§ **SET TASK**
Copy out, word for word, the lines of the entries below starting at the line that contains "Return one point per instance of the hill ridge." and ending at the line that contains "Target: tall grass", with both of those lines included.

§ **DATASET EXCERPTS**
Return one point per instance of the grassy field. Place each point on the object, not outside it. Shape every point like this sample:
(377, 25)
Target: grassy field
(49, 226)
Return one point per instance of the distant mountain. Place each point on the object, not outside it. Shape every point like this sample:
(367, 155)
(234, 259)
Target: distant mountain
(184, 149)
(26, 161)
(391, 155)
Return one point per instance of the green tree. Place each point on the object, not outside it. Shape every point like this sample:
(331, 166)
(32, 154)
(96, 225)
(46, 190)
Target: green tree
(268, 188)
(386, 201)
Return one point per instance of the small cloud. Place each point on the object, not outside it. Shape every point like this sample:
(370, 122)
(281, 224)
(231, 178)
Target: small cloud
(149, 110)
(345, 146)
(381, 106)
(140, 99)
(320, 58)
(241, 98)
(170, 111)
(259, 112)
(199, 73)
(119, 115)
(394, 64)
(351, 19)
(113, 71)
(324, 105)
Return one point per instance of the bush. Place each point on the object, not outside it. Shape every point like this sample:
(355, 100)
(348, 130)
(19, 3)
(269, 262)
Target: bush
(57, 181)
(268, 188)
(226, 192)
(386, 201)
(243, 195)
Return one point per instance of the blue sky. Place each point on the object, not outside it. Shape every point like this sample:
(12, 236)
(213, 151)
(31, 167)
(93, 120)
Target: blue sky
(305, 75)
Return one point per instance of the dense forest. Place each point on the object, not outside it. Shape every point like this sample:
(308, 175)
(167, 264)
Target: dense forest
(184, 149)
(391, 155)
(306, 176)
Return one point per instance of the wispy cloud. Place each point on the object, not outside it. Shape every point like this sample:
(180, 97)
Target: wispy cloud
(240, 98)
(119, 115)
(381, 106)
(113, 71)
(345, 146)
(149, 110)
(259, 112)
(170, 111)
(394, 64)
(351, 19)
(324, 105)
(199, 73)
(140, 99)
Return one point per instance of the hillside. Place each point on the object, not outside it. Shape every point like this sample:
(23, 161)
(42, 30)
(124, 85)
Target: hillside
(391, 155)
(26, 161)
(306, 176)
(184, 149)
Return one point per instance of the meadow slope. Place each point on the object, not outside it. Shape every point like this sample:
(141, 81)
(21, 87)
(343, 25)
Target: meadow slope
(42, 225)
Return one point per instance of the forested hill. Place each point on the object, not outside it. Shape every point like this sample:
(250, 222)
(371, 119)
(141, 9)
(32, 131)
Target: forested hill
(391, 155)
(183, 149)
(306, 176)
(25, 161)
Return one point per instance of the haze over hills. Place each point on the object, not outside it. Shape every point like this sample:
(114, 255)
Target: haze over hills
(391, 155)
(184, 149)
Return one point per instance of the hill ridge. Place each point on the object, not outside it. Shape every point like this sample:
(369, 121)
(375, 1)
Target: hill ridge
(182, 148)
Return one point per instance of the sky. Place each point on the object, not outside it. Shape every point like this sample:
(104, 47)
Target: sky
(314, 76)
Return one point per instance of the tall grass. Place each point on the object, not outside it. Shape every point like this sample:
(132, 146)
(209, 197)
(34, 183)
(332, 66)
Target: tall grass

==

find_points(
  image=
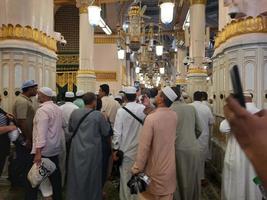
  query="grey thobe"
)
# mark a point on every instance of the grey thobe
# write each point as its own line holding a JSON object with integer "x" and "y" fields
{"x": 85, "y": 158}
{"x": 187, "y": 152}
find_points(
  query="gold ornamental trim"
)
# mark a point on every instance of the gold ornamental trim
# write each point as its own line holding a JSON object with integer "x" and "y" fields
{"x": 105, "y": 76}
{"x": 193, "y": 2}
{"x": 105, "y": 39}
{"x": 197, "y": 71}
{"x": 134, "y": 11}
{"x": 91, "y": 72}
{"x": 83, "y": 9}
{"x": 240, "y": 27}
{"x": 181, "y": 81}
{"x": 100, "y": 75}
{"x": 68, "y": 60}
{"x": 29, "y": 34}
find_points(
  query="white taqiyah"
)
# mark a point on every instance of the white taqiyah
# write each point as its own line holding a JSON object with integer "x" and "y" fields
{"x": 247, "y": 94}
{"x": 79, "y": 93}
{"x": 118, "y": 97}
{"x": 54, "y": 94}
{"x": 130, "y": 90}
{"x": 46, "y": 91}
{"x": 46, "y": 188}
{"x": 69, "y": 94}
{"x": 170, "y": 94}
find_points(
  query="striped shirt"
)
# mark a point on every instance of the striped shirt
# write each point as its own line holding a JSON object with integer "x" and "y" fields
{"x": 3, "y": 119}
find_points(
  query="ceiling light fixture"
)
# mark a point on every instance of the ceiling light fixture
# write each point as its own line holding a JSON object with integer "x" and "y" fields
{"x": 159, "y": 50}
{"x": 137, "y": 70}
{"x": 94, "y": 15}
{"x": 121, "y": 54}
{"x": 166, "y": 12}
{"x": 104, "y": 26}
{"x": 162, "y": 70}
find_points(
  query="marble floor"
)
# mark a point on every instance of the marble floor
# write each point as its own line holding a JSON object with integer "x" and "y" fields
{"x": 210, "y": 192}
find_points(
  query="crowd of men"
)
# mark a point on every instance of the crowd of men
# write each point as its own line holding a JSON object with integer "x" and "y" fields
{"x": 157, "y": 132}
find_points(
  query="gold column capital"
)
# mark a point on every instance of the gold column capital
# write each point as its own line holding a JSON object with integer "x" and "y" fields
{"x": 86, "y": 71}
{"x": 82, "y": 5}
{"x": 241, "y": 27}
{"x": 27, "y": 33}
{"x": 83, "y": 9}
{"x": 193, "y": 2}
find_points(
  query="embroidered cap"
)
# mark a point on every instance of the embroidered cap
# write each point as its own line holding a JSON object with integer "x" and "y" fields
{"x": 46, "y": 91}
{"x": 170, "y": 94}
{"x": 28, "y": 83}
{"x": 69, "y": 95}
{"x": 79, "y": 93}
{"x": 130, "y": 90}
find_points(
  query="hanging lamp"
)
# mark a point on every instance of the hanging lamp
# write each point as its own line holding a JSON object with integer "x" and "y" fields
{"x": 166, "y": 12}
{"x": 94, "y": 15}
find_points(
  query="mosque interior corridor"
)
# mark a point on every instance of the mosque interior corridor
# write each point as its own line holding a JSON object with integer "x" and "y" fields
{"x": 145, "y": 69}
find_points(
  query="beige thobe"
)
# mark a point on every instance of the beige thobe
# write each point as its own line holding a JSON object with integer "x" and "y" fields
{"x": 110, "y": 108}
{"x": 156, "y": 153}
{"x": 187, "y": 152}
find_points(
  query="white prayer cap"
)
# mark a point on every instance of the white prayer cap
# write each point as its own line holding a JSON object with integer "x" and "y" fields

==

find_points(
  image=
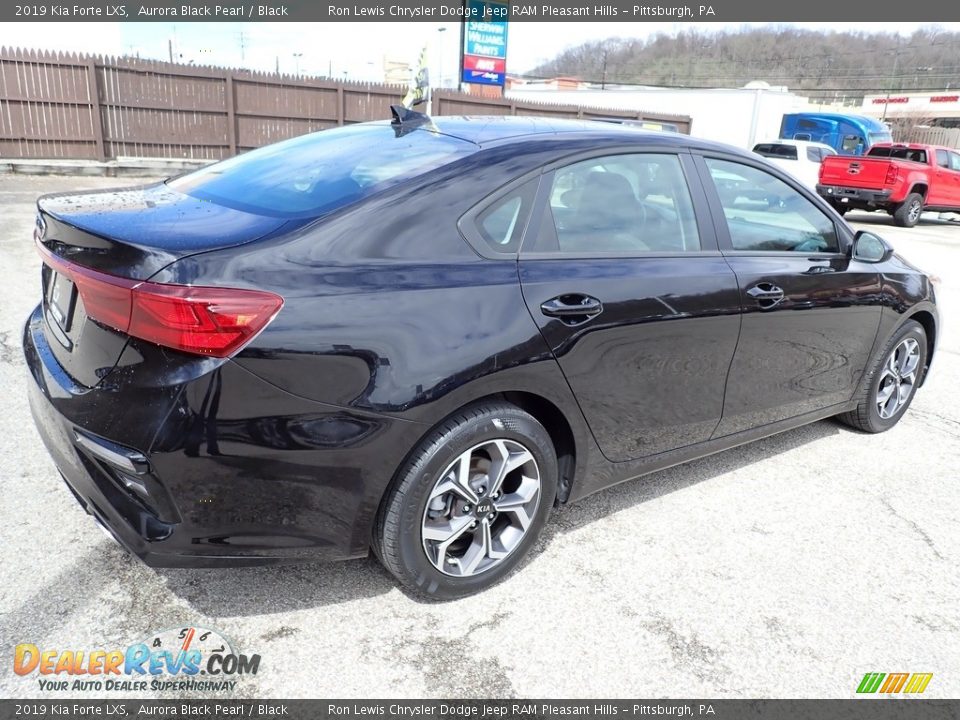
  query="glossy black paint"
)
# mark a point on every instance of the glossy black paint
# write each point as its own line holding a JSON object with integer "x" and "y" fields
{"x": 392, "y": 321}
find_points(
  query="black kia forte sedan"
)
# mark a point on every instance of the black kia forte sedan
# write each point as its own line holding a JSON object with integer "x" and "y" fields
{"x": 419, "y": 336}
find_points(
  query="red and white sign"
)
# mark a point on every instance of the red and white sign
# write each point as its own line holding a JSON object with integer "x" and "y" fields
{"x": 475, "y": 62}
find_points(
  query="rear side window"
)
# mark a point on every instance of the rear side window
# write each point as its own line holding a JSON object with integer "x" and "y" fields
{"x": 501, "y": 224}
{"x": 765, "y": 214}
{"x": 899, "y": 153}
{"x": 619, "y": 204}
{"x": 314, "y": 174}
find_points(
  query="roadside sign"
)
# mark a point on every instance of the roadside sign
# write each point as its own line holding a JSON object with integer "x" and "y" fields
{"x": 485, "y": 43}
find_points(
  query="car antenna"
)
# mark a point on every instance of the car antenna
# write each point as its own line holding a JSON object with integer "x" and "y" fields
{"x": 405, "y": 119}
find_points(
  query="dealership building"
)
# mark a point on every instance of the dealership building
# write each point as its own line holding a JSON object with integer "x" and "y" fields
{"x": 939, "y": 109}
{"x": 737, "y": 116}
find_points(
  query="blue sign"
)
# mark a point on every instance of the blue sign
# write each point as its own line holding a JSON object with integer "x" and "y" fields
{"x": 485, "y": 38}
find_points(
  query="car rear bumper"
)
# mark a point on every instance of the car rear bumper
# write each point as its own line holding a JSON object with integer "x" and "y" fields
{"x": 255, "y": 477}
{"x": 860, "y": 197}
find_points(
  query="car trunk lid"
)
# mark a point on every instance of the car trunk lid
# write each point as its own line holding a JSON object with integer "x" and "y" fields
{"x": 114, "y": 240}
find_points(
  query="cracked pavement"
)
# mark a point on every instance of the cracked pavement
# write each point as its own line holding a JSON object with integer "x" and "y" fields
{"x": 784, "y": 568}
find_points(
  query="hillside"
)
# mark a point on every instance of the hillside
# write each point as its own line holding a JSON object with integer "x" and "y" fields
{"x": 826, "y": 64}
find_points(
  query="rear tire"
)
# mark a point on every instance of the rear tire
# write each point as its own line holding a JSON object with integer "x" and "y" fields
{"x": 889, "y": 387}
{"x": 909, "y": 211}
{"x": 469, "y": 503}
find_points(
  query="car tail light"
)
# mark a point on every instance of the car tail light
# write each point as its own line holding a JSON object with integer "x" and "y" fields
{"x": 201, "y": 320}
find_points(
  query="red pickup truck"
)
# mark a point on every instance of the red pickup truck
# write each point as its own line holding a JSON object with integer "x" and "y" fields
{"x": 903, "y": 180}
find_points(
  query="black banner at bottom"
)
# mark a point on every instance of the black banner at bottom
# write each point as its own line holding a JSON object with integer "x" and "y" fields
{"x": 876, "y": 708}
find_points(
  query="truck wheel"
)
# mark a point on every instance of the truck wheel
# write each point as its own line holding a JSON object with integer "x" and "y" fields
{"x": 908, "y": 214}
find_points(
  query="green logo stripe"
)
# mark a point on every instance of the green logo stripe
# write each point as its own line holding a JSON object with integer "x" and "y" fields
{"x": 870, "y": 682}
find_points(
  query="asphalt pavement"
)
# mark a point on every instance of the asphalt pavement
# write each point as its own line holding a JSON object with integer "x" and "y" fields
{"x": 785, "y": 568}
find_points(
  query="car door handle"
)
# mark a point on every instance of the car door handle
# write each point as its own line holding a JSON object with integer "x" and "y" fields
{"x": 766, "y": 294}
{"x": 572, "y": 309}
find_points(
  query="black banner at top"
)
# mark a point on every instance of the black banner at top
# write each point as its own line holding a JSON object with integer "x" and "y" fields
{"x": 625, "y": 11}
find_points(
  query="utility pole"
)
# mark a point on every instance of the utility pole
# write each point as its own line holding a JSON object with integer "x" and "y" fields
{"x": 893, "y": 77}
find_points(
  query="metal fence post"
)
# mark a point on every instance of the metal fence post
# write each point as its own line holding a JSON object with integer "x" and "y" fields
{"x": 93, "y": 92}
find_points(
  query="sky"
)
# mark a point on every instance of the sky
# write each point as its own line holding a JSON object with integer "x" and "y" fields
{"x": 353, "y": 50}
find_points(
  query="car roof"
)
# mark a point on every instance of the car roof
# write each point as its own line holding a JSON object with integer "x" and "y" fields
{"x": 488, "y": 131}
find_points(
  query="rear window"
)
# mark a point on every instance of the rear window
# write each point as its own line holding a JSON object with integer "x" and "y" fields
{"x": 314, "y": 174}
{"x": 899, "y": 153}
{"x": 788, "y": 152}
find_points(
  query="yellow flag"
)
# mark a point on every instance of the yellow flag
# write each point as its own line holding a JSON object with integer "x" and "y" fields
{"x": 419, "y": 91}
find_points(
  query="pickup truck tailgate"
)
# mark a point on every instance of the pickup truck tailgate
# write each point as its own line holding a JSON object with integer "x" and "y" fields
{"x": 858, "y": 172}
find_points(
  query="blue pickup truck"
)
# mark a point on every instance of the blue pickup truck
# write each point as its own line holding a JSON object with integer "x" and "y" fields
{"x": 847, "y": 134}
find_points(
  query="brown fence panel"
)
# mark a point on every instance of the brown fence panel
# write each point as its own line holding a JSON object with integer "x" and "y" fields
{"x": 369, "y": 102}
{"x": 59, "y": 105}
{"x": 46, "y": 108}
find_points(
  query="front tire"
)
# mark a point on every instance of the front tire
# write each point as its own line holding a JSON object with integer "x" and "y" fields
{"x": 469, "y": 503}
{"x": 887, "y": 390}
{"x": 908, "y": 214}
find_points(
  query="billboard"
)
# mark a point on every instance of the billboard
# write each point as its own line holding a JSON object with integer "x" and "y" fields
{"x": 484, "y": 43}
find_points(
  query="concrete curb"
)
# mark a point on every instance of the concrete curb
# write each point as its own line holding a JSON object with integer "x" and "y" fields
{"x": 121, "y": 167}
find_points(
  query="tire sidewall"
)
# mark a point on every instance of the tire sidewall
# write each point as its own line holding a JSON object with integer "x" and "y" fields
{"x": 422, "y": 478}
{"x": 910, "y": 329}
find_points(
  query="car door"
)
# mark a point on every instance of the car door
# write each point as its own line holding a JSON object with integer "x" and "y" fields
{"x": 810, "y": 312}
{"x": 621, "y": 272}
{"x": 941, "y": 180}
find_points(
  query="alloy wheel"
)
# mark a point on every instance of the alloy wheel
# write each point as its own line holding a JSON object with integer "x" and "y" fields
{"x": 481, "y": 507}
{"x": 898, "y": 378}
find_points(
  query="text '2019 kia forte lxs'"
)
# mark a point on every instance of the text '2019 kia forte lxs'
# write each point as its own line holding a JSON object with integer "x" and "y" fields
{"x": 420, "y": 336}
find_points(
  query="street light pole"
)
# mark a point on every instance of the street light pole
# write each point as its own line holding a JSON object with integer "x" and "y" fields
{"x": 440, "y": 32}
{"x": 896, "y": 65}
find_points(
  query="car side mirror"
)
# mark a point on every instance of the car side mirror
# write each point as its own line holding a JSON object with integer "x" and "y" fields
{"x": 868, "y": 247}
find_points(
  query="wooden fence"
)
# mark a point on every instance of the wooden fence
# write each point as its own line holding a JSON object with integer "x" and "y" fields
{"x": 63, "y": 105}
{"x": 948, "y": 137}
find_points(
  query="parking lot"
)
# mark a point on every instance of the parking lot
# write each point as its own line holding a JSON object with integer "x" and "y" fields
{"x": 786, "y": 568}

§ **FINISHED EXERCISE**
Return one point per instance of the hill ridge. Place each point on the object, not outside it. Shape every point like this sample:
(369, 121)
(375, 1)
Target: hill ridge
(182, 148)
Return one point per instance of the sky. Place each point on the object, not outside it. Shape every point like this sample:
(104, 47)
Target: sky
(314, 76)
Return one point per instance of the tall grass. Place each point on the object, not outside it. Shape every point like this sample:
(132, 146)
(209, 197)
(34, 183)
(332, 66)
Target: tall grass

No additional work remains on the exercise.